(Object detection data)
◇ ◇ ◇ ◇ ◇ ◇ ◇
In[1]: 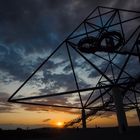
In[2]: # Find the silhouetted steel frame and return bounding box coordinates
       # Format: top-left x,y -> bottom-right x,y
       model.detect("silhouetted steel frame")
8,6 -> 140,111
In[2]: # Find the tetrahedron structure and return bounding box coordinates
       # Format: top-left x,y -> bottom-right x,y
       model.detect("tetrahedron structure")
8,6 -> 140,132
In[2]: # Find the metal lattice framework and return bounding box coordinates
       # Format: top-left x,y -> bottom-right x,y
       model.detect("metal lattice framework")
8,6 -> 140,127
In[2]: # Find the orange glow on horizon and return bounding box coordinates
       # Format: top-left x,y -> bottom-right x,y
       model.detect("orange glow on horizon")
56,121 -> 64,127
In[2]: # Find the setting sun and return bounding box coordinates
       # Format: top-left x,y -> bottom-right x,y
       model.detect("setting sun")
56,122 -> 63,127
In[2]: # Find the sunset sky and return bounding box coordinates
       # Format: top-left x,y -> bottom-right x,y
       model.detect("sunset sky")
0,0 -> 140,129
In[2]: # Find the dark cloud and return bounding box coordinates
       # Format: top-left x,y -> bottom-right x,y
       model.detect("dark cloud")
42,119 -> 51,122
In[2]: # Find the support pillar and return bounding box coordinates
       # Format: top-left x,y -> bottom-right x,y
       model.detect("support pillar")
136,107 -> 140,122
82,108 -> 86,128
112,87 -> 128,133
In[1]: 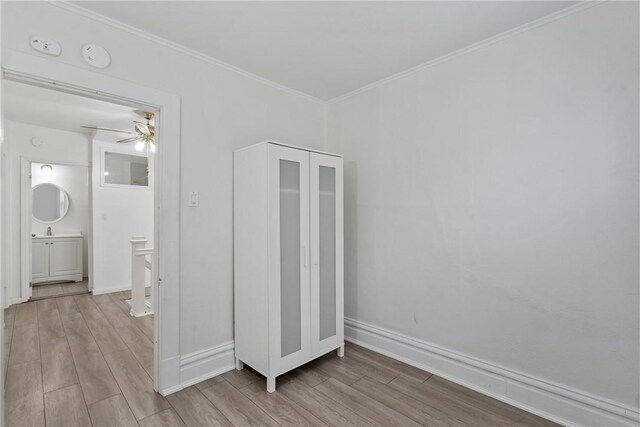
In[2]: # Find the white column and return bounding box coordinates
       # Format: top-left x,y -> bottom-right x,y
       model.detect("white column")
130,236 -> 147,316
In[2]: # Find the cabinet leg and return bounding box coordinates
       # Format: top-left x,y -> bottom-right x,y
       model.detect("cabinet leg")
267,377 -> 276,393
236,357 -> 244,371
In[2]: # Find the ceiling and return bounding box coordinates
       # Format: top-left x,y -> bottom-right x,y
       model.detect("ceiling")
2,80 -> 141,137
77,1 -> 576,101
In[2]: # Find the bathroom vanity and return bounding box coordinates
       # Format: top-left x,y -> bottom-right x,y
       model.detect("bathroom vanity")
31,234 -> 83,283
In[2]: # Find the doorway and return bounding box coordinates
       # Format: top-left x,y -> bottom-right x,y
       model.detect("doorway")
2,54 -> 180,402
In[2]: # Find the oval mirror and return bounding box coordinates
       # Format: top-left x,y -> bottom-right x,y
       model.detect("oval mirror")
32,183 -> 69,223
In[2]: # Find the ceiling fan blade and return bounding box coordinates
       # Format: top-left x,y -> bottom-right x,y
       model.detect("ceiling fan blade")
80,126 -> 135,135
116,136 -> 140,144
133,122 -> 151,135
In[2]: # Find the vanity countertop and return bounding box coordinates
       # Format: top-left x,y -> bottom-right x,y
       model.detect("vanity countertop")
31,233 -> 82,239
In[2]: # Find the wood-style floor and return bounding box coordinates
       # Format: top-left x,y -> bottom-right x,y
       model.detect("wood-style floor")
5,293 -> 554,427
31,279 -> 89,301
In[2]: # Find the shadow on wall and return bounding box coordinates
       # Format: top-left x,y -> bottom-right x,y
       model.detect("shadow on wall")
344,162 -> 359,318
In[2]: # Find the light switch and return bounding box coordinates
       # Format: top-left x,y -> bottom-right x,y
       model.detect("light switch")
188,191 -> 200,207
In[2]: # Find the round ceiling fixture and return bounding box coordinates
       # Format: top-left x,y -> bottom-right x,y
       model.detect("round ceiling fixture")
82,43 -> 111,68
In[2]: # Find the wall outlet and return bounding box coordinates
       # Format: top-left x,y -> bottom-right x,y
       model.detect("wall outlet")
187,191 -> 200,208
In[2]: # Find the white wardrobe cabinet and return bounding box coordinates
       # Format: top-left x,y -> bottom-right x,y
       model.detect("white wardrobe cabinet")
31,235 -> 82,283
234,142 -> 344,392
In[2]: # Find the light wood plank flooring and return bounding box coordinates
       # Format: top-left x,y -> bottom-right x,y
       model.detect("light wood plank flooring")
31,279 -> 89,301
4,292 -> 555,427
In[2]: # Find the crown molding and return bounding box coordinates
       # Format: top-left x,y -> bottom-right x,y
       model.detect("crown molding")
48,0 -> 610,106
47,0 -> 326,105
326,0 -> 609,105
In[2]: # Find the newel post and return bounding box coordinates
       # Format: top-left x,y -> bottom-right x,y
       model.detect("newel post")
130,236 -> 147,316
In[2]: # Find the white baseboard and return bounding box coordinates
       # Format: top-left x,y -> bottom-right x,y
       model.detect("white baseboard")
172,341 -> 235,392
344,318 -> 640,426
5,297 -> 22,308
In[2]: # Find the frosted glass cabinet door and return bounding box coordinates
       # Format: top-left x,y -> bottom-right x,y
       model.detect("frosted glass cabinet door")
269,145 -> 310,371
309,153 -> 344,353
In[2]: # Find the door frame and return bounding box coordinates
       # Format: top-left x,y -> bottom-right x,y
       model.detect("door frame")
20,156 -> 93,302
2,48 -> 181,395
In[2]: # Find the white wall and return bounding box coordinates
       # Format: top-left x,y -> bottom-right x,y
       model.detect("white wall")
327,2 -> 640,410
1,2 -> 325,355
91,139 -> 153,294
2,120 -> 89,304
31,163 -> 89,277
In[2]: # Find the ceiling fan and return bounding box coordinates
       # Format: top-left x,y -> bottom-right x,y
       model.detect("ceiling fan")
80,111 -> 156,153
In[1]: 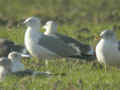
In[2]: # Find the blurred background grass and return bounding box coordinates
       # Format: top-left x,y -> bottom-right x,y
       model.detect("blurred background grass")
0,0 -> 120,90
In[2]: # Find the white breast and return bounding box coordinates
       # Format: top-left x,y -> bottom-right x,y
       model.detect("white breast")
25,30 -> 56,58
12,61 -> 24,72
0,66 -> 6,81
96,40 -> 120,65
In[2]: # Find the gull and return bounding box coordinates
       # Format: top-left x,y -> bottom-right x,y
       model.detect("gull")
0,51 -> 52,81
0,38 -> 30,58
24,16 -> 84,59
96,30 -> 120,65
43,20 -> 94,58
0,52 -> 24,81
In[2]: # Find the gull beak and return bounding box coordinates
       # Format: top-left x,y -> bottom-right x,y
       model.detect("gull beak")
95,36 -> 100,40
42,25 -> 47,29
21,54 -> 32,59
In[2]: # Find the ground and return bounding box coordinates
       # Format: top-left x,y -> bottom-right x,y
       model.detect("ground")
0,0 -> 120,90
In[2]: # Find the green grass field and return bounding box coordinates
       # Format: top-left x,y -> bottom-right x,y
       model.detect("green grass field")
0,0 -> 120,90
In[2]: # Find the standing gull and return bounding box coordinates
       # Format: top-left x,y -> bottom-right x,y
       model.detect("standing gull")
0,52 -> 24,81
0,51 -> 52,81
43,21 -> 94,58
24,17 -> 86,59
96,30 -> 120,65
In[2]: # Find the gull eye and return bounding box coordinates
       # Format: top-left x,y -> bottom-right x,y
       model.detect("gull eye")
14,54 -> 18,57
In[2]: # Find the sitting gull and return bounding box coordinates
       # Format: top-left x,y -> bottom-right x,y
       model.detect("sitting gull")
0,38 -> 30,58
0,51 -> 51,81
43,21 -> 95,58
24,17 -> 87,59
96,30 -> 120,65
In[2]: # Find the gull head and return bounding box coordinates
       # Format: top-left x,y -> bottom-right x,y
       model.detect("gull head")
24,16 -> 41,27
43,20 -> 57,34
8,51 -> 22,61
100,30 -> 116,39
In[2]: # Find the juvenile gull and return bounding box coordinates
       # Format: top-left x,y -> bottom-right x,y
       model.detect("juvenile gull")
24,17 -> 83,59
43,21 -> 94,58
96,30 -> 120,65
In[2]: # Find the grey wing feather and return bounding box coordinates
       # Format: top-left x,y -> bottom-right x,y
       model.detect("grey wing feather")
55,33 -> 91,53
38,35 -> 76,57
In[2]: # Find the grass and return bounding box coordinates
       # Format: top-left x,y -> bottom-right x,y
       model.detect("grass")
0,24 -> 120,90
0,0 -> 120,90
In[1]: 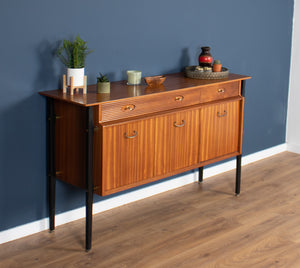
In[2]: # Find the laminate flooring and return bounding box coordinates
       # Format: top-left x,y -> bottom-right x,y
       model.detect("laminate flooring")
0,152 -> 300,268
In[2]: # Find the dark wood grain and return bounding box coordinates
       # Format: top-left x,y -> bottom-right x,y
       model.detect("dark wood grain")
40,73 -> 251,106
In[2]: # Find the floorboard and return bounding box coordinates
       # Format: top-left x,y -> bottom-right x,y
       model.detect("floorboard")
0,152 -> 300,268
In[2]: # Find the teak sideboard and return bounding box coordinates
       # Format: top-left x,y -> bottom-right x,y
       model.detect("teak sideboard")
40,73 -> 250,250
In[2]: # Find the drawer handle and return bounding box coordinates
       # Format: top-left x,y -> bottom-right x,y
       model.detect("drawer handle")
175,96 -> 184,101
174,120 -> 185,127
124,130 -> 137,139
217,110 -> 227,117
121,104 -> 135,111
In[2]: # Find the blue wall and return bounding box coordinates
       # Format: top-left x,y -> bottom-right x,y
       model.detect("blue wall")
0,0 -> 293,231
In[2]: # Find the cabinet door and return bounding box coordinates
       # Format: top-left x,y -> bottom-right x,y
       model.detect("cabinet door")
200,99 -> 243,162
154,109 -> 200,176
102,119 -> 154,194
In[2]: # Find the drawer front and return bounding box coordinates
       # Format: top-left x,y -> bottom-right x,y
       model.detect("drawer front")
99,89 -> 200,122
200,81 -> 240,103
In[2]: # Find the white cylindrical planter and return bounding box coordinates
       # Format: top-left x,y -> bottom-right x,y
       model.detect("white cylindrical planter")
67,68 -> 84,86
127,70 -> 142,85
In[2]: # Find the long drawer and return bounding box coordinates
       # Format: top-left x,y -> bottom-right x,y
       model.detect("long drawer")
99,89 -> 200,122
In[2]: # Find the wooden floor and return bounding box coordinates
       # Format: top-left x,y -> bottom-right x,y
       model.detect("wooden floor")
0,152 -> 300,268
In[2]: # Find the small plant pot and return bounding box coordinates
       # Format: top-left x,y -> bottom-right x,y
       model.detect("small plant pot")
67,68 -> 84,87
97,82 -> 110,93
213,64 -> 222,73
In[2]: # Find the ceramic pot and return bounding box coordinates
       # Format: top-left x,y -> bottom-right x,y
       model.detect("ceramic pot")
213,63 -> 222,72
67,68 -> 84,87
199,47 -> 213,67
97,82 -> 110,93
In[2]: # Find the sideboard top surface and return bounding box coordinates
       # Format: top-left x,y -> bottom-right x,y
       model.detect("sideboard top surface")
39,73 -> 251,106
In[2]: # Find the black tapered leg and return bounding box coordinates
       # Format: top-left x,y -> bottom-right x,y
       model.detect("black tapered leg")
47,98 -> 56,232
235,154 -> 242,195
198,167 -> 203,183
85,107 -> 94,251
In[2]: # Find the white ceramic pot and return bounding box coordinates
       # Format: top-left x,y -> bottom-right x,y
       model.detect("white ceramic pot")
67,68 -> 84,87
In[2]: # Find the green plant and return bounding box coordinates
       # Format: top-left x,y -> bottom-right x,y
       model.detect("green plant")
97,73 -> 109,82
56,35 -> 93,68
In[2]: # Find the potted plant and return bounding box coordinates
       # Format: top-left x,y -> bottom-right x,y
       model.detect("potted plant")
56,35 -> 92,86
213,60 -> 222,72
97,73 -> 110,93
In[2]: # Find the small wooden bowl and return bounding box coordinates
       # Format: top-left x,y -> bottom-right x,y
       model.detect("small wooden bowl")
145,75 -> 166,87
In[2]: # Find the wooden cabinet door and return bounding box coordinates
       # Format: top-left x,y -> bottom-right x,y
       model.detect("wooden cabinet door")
◇ ◇ ◇ ◇ ◇ ◇ ◇
#### [Task goal]
Quote the items word for word, from the start through the line containing "42,119 -> 51,122", with both ends included. Leave the pictures out of your answer.

#### [Response below]
In[1]: 
In[2]: # Find the silhouetted steel frame and return bounding box coordinates
       # Format: top-left x,y -> bottom-right x,y
       model.detect("silhouetted steel frame")
8,6 -> 140,111
In[2]: # Find the tetrahedron structure and return bounding box coordinates
       # Format: top-left x,y -> bottom-right x,y
       model.detect("tetrahedron structure")
8,6 -> 140,132
In[2]: # Find the metal lattice framework and return bounding box coordinates
       # Format: top-left x,y -> bottom-right x,y
       model.detect("metal lattice framework")
8,6 -> 140,127
In[2]: # Find the orange glow on horizon and return bounding box coordinates
       # Format: top-left x,y -> bottom-right x,y
       model.detect("orange glow on horizon")
56,121 -> 64,127
In[2]: # Find the setting sun and return bounding box coordinates
       # Format: top-left x,y -> bottom-right x,y
       model.detect("setting sun")
56,122 -> 63,127
In[2]: # Find the sunset sky and return bounding box coordinates
       # Format: top-left x,y -> bottom-right x,y
       model.detect("sunset sky")
0,0 -> 140,129
In[2]: # Find the dark cloud and return bounding box coordinates
       # Format: top-left x,y -> bottom-right x,y
       model.detect("dark cloud")
42,119 -> 51,122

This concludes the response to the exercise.